■ **ТЕКСТ УПРАЖНЕНИЯ**
•••••

Однако проблему равноправия коренных жителей Сибири не следует «политкорректно» путать с проблемой массовой миграции других, южных народов. Со времен областников она радикально обострилась и для всех сибиряков ныне превратилась в одну из главных. Сибирь сейчас фактически стоит перед угрозой «харбинизации» — когда основанный русскими железнодорожниками город, с русскими названиями улиц (среди которых была даже «Новгородская»!), многочисленными русскими школами и православными храмами буквально за несколько лет стал абсолютно китайским. Сегодня, пользуясь «геополитическими» расчетами московского правительства, не желающего портить отношения с Китаем и потому закрывающего глаза на эту демографическую экспансию, китайцы уже проникают в Сибирь миллионами. Причем эта экспансия того же порядка, что и арабская в нынешней Европе — ее составляют вовсе не носители древней высокой культуры, а в основном этнические торгово-криминальные группировки, меняющие свои «стеклянные бусы» на богатства «глупых белых туземцев».
Никакая культура не может быть сохранена лишь за счет консервативной изоляции. Ей требуется свой — новый, альтернативный, позитивный проект. Европейский облик Сибири могут сформировать лишь сами сибиряки, которые осознают себя Новой Европой.
* * *Новосибирский академик Влаиль Казначеев предсказывает:
Сибирь должна стать новым центром мировой цивилизации, источником величайших научных открытий в 21 веке, новой философии устройства Мира и места Человека в нём, новейших образцов культуры.

•••••

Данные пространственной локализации
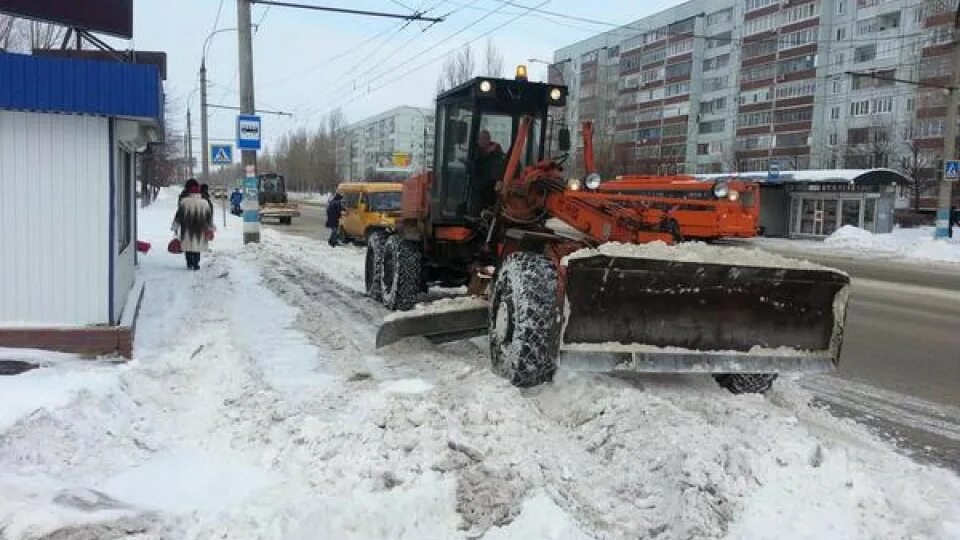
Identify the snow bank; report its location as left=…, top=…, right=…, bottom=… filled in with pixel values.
left=0, top=349, right=124, bottom=435
left=823, top=225, right=960, bottom=262
left=290, top=191, right=333, bottom=204
left=383, top=296, right=488, bottom=321
left=562, top=241, right=839, bottom=272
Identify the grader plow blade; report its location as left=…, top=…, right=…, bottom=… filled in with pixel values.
left=561, top=254, right=849, bottom=373
left=377, top=303, right=487, bottom=347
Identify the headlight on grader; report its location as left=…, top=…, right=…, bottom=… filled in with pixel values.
left=584, top=173, right=602, bottom=191
left=713, top=180, right=730, bottom=199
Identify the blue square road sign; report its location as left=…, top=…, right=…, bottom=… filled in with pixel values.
left=237, top=114, right=260, bottom=150
left=210, top=144, right=233, bottom=165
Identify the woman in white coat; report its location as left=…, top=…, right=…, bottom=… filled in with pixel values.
left=171, top=178, right=216, bottom=270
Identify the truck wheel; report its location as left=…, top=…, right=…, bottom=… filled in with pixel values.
left=380, top=234, right=421, bottom=311
left=713, top=373, right=777, bottom=394
left=363, top=231, right=386, bottom=302
left=490, top=252, right=560, bottom=386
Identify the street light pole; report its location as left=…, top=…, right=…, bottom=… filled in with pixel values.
left=187, top=104, right=193, bottom=178
left=237, top=0, right=260, bottom=244
left=935, top=5, right=960, bottom=238
left=200, top=58, right=210, bottom=183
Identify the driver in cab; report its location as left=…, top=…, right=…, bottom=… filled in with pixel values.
left=470, top=129, right=506, bottom=217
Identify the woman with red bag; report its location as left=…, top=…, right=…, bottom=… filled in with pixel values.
left=170, top=178, right=216, bottom=270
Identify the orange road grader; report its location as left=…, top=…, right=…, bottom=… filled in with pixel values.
left=365, top=70, right=849, bottom=392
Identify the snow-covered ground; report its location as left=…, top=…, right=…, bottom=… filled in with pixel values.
left=0, top=189, right=960, bottom=540
left=750, top=225, right=960, bottom=263
left=289, top=191, right=333, bottom=204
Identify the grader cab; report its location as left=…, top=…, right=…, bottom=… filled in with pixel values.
left=367, top=70, right=849, bottom=392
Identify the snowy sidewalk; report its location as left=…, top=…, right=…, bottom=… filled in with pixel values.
left=745, top=225, right=960, bottom=265
left=0, top=189, right=960, bottom=540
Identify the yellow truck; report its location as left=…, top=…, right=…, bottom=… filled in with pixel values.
left=337, top=182, right=403, bottom=242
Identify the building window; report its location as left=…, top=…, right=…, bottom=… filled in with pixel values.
left=853, top=44, right=877, bottom=62
left=737, top=111, right=773, bottom=127
left=744, top=0, right=780, bottom=11
left=707, top=30, right=733, bottom=49
left=707, top=8, right=733, bottom=26
left=870, top=97, right=893, bottom=114
left=776, top=79, right=817, bottom=99
left=116, top=150, right=134, bottom=253
left=774, top=132, right=810, bottom=148
left=850, top=99, right=870, bottom=116
left=665, top=82, right=690, bottom=97
left=700, top=120, right=726, bottom=134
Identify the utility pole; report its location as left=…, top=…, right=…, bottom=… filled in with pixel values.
left=936, top=4, right=960, bottom=238
left=200, top=59, right=210, bottom=183
left=237, top=0, right=260, bottom=244
left=187, top=107, right=193, bottom=178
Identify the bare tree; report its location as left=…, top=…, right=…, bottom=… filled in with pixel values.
left=437, top=44, right=476, bottom=92
left=0, top=15, right=67, bottom=53
left=480, top=38, right=503, bottom=78
left=0, top=15, right=17, bottom=51
left=896, top=129, right=938, bottom=212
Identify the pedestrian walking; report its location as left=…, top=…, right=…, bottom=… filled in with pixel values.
left=170, top=182, right=216, bottom=270
left=327, top=193, right=343, bottom=247
left=177, top=178, right=200, bottom=202
left=200, top=184, right=213, bottom=214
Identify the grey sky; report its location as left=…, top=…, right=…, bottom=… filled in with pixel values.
left=110, top=0, right=680, bottom=152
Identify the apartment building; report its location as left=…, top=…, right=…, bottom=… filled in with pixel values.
left=337, top=106, right=434, bottom=180
left=549, top=0, right=940, bottom=185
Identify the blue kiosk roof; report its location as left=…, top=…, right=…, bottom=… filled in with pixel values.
left=0, top=53, right=163, bottom=123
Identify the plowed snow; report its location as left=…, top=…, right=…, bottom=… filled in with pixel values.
left=0, top=191, right=960, bottom=540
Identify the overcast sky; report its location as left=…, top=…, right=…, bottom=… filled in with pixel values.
left=114, top=0, right=680, bottom=152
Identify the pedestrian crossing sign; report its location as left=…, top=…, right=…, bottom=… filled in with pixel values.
left=210, top=144, right=233, bottom=165
left=943, top=159, right=960, bottom=182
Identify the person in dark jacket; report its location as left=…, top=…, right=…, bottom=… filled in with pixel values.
left=230, top=188, right=243, bottom=216
left=327, top=193, right=343, bottom=247
left=170, top=182, right=216, bottom=270
left=467, top=129, right=506, bottom=217
left=177, top=178, right=200, bottom=202
left=200, top=184, right=213, bottom=215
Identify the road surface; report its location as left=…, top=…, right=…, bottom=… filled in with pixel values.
left=265, top=214, right=960, bottom=471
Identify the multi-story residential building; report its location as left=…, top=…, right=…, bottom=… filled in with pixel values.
left=337, top=106, right=434, bottom=180
left=550, top=0, right=944, bottom=191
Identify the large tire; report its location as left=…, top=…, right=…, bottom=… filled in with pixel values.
left=490, top=252, right=560, bottom=386
left=713, top=373, right=777, bottom=394
left=363, top=231, right=386, bottom=302
left=380, top=234, right=421, bottom=311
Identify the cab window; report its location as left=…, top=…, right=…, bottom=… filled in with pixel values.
left=367, top=191, right=400, bottom=212
left=343, top=191, right=360, bottom=209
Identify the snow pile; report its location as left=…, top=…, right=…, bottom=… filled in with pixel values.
left=289, top=191, right=333, bottom=204
left=823, top=225, right=960, bottom=262
left=0, top=187, right=960, bottom=540
left=562, top=241, right=839, bottom=272
left=383, top=296, right=488, bottom=321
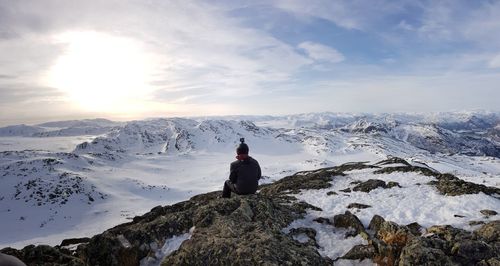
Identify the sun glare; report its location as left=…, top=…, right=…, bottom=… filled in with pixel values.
left=48, top=32, right=156, bottom=113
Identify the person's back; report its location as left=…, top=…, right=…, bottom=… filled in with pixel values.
left=231, top=156, right=261, bottom=195
left=222, top=138, right=262, bottom=198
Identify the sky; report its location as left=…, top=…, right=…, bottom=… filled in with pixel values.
left=0, top=0, right=500, bottom=124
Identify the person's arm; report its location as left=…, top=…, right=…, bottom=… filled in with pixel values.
left=229, top=164, right=238, bottom=184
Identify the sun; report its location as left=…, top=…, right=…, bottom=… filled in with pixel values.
left=47, top=31, right=156, bottom=113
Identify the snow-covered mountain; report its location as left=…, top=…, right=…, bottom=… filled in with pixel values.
left=0, top=119, right=122, bottom=137
left=0, top=112, right=500, bottom=249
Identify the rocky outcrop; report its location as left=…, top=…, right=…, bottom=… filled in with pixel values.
left=0, top=159, right=500, bottom=266
left=341, top=215, right=500, bottom=266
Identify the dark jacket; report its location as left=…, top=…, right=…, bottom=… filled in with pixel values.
left=229, top=157, right=262, bottom=195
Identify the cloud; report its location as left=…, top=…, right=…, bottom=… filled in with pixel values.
left=298, top=42, right=345, bottom=63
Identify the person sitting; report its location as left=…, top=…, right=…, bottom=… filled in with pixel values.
left=222, top=138, right=262, bottom=198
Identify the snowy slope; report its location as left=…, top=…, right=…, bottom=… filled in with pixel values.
left=0, top=113, right=500, bottom=247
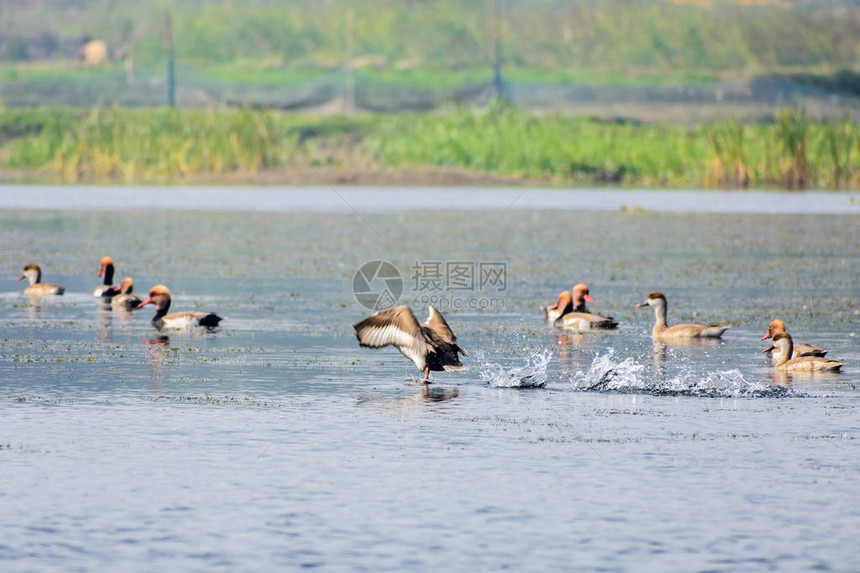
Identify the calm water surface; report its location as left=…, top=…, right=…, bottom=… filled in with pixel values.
left=0, top=187, right=860, bottom=571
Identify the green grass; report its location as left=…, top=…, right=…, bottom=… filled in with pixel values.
left=0, top=108, right=860, bottom=189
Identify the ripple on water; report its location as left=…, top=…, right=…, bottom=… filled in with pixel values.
left=571, top=348, right=799, bottom=398
left=478, top=350, right=552, bottom=388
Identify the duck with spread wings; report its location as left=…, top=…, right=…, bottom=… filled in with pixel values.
left=353, top=306, right=468, bottom=383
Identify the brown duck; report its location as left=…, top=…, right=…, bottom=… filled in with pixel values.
left=761, top=320, right=827, bottom=364
left=353, top=306, right=468, bottom=383
left=636, top=292, right=730, bottom=340
left=762, top=332, right=845, bottom=372
left=138, top=285, right=224, bottom=330
left=18, top=263, right=66, bottom=296
left=93, top=257, right=119, bottom=297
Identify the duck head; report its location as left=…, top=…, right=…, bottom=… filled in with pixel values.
left=762, top=332, right=794, bottom=366
left=98, top=257, right=114, bottom=285
left=761, top=320, right=785, bottom=340
left=18, top=263, right=42, bottom=286
left=636, top=291, right=666, bottom=309
left=573, top=283, right=594, bottom=308
left=137, top=285, right=170, bottom=314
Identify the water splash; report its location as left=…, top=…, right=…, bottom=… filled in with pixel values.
left=478, top=350, right=552, bottom=388
left=572, top=348, right=796, bottom=398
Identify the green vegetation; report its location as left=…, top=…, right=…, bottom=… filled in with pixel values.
left=0, top=0, right=860, bottom=84
left=0, top=108, right=860, bottom=189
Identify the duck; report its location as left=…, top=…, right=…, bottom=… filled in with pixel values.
left=18, top=263, right=66, bottom=296
left=636, top=291, right=730, bottom=340
left=541, top=283, right=594, bottom=324
left=761, top=320, right=827, bottom=363
left=110, top=277, right=141, bottom=310
left=762, top=332, right=845, bottom=372
left=353, top=305, right=468, bottom=384
left=553, top=284, right=618, bottom=332
left=93, top=257, right=119, bottom=298
left=541, top=283, right=618, bottom=332
left=137, top=285, right=224, bottom=330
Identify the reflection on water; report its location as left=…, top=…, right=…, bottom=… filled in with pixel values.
left=0, top=201, right=860, bottom=571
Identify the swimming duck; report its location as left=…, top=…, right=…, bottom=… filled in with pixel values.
left=93, top=257, right=119, bottom=297
left=541, top=283, right=594, bottom=323
left=761, top=320, right=827, bottom=363
left=18, top=263, right=66, bottom=296
left=110, top=277, right=141, bottom=310
left=138, top=285, right=224, bottom=330
left=762, top=332, right=845, bottom=372
left=542, top=283, right=618, bottom=332
left=636, top=292, right=730, bottom=340
left=353, top=306, right=468, bottom=384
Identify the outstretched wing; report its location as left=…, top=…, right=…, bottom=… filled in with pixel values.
left=424, top=306, right=457, bottom=344
left=423, top=306, right=469, bottom=361
left=353, top=306, right=427, bottom=370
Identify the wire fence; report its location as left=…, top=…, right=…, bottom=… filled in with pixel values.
left=0, top=65, right=860, bottom=115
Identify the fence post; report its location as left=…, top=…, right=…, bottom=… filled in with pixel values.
left=164, top=7, right=176, bottom=107
left=344, top=8, right=355, bottom=115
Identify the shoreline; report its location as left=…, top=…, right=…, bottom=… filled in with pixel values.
left=0, top=184, right=860, bottom=216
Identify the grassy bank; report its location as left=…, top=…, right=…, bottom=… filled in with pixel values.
left=0, top=109, right=860, bottom=189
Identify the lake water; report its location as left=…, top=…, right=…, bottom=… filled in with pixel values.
left=0, top=186, right=860, bottom=571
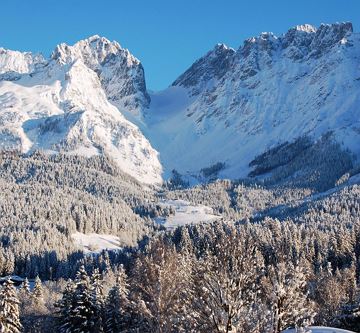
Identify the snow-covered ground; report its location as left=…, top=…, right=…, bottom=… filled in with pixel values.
left=71, top=232, right=121, bottom=253
left=283, top=326, right=354, bottom=333
left=155, top=200, right=220, bottom=229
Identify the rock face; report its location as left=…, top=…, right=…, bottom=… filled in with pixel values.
left=52, top=35, right=150, bottom=111
left=0, top=36, right=162, bottom=184
left=143, top=23, right=360, bottom=178
left=0, top=23, right=360, bottom=183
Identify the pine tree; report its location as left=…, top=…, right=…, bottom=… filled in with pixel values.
left=20, top=278, right=31, bottom=297
left=32, top=276, right=44, bottom=303
left=188, top=230, right=263, bottom=333
left=0, top=279, right=22, bottom=333
left=57, top=266, right=97, bottom=333
left=106, top=267, right=128, bottom=333
left=268, top=262, right=315, bottom=333
left=91, top=269, right=105, bottom=333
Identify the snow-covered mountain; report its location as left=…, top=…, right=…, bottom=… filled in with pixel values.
left=0, top=23, right=360, bottom=183
left=0, top=36, right=162, bottom=184
left=144, top=23, right=360, bottom=178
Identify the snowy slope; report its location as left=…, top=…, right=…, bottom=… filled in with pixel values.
left=0, top=23, right=360, bottom=184
left=155, top=200, right=221, bottom=229
left=143, top=23, right=360, bottom=178
left=0, top=36, right=162, bottom=184
left=71, top=232, right=121, bottom=253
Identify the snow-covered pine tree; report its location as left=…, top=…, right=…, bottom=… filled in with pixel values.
left=20, top=278, right=31, bottom=297
left=0, top=279, right=22, bottom=333
left=32, top=276, right=44, bottom=303
left=132, top=238, right=189, bottom=333
left=188, top=228, right=264, bottom=333
left=105, top=266, right=129, bottom=333
left=91, top=269, right=105, bottom=333
left=55, top=280, right=75, bottom=333
left=267, top=262, right=316, bottom=333
left=67, top=266, right=96, bottom=333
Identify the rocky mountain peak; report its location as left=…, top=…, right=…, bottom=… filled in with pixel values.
left=51, top=35, right=150, bottom=111
left=172, top=44, right=236, bottom=95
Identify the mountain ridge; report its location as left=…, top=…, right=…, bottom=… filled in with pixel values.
left=0, top=22, right=360, bottom=183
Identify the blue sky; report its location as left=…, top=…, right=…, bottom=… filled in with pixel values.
left=0, top=0, right=360, bottom=90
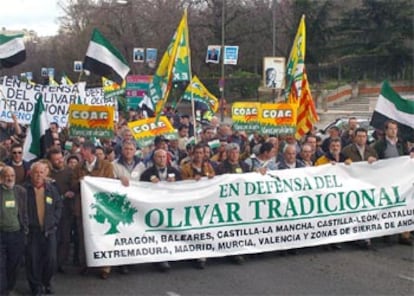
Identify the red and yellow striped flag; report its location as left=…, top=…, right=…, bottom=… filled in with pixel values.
left=295, top=70, right=319, bottom=139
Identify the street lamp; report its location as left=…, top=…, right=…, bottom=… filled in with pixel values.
left=219, top=0, right=226, bottom=122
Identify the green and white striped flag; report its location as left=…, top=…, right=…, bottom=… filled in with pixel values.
left=23, top=97, right=49, bottom=161
left=83, top=29, right=130, bottom=84
left=371, top=81, right=414, bottom=141
left=0, top=34, right=26, bottom=68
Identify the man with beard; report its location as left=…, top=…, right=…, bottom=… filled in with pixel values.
left=46, top=148, right=75, bottom=273
left=0, top=166, right=29, bottom=295
left=25, top=162, right=62, bottom=295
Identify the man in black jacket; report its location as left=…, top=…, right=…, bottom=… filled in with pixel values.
left=140, top=148, right=182, bottom=272
left=0, top=166, right=28, bottom=295
left=25, top=162, right=63, bottom=295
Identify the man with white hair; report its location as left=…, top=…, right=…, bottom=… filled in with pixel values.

•••••

■ **ЦЕЛЬ УПРАЖНЕНИЯ**
Выведите без изменений фрагмент текста о Сибири, начиная со слов «Никакая культура не» и продолжая до слов «новейших образцов культуры.» включительно.

■ **ОТВЕТ**
Никакая культура не может быть сохранена лишь за счет консервативной изоляции. Ей требуется свой — новый, альтернативный, позитивный проект. Европейский облик Сибири могут сформировать лишь сами сибиряки, которые осознают себя Новой Европой.
* * *Новосибирский академик Влаиль Казначеев предсказывает:
Сибирь должна стать новым центром мировой цивилизации, источником величайших научных открытий в 21 веке, новой философии устройства Мира и места Человека в нём, новейших образцов культуры.